*Exercise 1:* From the merger risk passage, list each thing the expanded company will hold a different mix of.
*Exercise 2:* Extend the merger risk passage beyond its final sentence.

*Quoted passage:*
The market price of ARCP common stock may decline as a result of the merger.

The market price of ARCP common stock may decline as a result of the merger if ARCP does not achieve the perceived benefits of the merger as rapidly or to the extent anticipated by financial or industry analysts, or the effect of the merger on ARCP’s financial results is not consistent with the expectations of financial or industry analysts. In addition, if the merger is consummated, ARCP’s stockholders will own interests in a company operating an expanded business with a different mix of properties, risks and liabilities. Current stockholders may not wish to continue to invest in ARCP if the merger is consummated, or for other reasons may wish to dispose of some or all of their shares of ARCP common stock. If, following the consummation of the merger there is selling pressure on ARCP common stock that exceeds demand at the market price, the price of ARCP common stock could decline.

Counterparties to certain significant agreements with ARCP and Cole may have consent rights in connection with the merger.

Each of ARCP and Cole is party to certain agreements that give the counterparty certain rights, including consent rights, in connection with “change in control” transactions. Under certain of these agreements, the merger may constitute a “change in control” and, therefore, the counterparty may assert its rights in connection with the merger. Any such counterparty may request modifications of its agreements as a condition to granting a waiver or consent under those agreements and there can be no assurance that such counterparties will not exercise their rights under the agreements, including termination rights where available. In addition, the failure to obtain consent under one agreement may be a default under the agreements and, thereby, trigger rights of the counterparties to such other agreements, including termination rights where available.

*Extracted material:*
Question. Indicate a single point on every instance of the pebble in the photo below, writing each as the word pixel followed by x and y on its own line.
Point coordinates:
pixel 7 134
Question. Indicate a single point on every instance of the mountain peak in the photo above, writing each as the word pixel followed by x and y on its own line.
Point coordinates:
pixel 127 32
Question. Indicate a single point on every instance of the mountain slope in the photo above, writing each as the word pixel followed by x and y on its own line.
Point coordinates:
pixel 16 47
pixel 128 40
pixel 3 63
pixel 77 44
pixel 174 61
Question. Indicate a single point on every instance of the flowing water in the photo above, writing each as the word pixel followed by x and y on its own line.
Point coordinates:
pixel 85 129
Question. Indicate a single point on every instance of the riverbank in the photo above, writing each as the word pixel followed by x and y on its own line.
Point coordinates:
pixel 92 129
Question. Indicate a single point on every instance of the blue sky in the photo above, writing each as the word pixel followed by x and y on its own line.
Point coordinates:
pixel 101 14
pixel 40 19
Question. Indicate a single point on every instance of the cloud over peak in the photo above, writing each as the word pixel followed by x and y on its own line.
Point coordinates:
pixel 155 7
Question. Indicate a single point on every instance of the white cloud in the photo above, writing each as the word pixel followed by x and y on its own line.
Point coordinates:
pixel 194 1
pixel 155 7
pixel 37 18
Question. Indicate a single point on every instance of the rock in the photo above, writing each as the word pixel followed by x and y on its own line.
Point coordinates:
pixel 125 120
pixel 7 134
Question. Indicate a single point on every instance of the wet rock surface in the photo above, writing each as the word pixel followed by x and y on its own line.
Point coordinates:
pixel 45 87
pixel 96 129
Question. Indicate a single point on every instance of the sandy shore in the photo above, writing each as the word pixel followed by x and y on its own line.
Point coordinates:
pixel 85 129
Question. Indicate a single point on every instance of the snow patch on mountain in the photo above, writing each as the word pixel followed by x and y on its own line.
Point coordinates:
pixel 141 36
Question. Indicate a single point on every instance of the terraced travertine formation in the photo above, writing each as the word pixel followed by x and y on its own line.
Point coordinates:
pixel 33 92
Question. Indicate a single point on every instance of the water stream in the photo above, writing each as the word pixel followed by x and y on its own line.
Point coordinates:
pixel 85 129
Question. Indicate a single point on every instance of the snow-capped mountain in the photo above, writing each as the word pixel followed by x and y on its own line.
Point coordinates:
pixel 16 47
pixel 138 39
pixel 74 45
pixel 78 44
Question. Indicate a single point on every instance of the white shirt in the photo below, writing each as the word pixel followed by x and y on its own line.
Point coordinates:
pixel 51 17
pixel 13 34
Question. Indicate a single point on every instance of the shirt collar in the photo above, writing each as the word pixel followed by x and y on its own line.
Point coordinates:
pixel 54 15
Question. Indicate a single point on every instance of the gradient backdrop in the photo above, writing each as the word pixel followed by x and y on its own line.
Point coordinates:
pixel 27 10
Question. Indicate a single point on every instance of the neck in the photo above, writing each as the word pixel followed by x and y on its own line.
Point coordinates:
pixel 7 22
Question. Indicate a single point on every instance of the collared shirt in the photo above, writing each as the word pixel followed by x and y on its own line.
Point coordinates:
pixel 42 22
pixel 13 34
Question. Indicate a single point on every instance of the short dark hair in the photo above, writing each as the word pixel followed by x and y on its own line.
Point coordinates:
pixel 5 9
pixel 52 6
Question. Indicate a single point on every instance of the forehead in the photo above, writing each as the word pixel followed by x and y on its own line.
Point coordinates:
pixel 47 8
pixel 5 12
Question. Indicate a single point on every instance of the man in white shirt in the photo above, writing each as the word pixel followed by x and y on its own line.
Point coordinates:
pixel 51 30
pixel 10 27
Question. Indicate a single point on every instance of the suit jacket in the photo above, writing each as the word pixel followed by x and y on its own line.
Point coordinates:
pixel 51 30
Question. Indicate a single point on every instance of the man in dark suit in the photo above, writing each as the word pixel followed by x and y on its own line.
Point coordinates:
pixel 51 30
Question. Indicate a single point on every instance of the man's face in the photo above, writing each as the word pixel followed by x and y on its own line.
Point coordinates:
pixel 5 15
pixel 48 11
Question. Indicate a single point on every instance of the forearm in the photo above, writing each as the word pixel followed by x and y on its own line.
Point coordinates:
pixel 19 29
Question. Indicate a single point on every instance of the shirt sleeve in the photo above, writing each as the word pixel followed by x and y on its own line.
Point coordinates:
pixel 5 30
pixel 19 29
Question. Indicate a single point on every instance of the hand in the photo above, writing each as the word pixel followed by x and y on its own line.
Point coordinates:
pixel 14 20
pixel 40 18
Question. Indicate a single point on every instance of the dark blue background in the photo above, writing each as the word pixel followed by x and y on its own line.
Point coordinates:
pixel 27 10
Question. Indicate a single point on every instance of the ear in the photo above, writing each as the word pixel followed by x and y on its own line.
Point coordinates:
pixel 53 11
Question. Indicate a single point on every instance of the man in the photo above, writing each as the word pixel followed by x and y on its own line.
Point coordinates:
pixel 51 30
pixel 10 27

==

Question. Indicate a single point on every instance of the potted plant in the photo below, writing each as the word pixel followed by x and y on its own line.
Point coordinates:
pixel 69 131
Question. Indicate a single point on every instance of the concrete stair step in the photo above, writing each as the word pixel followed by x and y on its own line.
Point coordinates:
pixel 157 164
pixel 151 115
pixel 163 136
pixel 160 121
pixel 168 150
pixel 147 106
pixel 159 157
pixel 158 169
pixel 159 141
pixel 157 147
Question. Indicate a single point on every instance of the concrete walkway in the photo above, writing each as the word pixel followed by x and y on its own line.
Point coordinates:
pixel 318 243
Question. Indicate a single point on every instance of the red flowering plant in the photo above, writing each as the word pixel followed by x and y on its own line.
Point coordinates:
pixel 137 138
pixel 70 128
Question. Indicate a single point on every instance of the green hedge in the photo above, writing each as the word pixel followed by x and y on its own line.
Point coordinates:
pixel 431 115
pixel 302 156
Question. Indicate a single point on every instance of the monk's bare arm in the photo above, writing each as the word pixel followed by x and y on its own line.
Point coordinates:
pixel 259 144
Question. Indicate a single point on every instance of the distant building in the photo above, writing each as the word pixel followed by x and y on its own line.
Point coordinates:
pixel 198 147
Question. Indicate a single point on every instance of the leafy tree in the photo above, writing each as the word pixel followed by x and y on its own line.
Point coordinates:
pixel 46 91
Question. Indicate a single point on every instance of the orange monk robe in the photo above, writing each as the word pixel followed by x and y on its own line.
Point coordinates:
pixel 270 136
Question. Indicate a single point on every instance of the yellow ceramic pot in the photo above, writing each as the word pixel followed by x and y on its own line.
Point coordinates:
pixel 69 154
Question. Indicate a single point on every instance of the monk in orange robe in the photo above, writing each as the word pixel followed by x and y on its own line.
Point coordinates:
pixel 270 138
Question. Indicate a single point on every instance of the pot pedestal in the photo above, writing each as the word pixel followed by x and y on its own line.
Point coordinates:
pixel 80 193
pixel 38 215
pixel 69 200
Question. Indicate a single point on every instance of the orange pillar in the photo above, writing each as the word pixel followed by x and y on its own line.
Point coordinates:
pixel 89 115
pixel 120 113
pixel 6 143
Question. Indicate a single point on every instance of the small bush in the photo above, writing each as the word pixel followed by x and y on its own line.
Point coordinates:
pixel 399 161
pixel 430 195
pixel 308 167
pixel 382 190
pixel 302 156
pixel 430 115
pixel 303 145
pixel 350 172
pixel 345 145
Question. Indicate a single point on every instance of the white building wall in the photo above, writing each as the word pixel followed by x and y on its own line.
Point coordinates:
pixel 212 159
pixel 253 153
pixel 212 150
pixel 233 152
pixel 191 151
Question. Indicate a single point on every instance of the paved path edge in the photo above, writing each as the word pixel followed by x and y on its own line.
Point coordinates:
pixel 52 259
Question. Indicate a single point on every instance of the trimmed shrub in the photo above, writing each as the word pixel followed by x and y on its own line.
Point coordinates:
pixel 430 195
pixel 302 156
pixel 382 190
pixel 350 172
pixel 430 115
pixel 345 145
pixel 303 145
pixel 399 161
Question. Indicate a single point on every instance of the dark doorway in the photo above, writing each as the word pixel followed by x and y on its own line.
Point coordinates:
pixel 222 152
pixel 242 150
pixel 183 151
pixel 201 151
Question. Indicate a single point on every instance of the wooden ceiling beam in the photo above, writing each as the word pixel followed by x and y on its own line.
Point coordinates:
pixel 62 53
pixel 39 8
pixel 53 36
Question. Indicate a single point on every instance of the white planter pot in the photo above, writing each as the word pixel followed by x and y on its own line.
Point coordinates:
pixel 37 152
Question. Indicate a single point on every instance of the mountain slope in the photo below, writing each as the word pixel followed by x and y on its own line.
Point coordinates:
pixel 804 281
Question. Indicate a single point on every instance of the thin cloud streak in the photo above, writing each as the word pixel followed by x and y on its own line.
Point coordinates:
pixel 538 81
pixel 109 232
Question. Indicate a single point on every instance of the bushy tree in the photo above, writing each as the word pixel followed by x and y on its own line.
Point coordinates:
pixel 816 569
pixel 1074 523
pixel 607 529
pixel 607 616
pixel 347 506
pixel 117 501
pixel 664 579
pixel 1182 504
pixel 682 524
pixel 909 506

*Exercise result 1:* Properties, risks, liabilities

*Exercise result 2:*
ARCP may incur adverse tax consequences if Cole has failed or fails to qualify as a REIT for U.S. federal income tax purposes.

If Cole has failed or fails to qualify as a REIT for U.S. federal income tax purposes and the merger is completed, ARCP may inherit significant tax liabilities and could lose ARCP’s REIT status should disqualifying activities continue after the merger.

ARCP expects to pay for a portion of the cash consideration and other costs of the merger through long-term debt, as to which it currently has no commitment or agreement and draws on ARCP’s existing credit facility, and may also use funding pursuant to a commitment for the Barclays Facility. However, ARCP may not be able to obtain such financing, draw under its existing credit facility or receive funding under the Barclays Facility, in which case ARCP will need to replace the funding that will be used to finance such portion of the cash consideration and other costs of the merger.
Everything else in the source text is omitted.